MATERIALS PROVIDED:

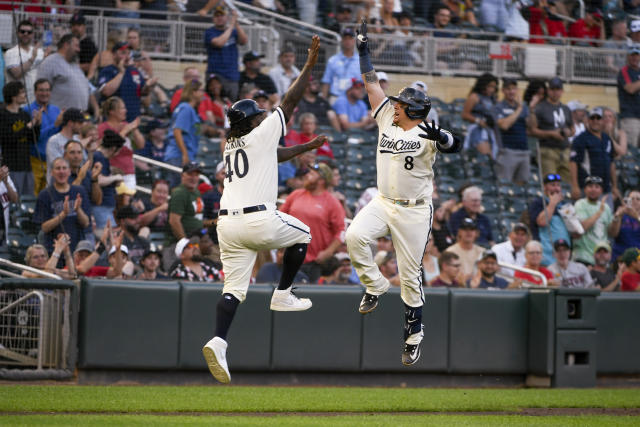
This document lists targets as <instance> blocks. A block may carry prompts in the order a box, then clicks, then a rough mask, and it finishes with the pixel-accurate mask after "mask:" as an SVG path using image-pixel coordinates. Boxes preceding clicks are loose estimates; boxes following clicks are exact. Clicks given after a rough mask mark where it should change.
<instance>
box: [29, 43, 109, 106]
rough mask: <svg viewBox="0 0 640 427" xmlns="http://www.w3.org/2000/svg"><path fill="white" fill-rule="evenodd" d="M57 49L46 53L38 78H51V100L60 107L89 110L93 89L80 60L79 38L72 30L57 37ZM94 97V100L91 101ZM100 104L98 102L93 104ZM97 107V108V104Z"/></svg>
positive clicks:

==

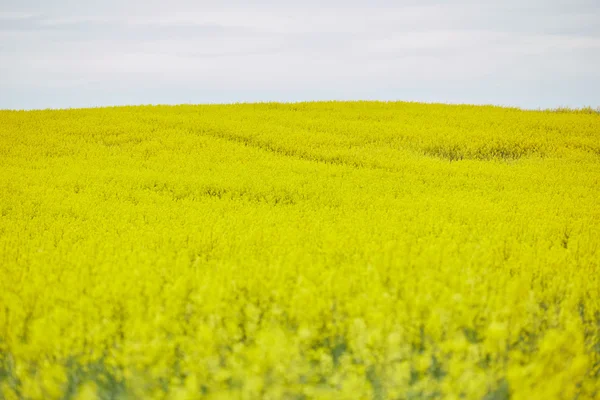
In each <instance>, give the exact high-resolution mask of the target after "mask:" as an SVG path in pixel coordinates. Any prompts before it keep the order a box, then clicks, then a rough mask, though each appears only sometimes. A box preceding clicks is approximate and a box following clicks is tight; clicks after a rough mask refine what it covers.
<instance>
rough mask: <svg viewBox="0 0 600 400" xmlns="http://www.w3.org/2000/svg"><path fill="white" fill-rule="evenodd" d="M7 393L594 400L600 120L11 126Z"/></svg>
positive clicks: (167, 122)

ASSIGNED TASK: Which of the lines above mention the word "preceding"? Pull those lines out.

ANSWER TO THE EXERCISE:
This document lists targets as <instance> blocks. A block may carry prompts in the order a box, then clicks, then a rough mask, and it finishes with the pixel-accurate mask after "mask:" as an SVG path using image-pixel coordinates. Boxes preceding clicks are loose estimates; boxes following clicks are exact. Clicks given after a rough mask mark where it should change.
In each <instance>, give the exact high-resolution mask of the target after "mask:" as an SVG path in pixel coordinates. Any prompts before it keep the order a box, then clicks, then a rough mask, though each appears only sometimes. A box preceding clicks is approximate and a box following clicks is tight; clicks after a rough mask refine what it covers.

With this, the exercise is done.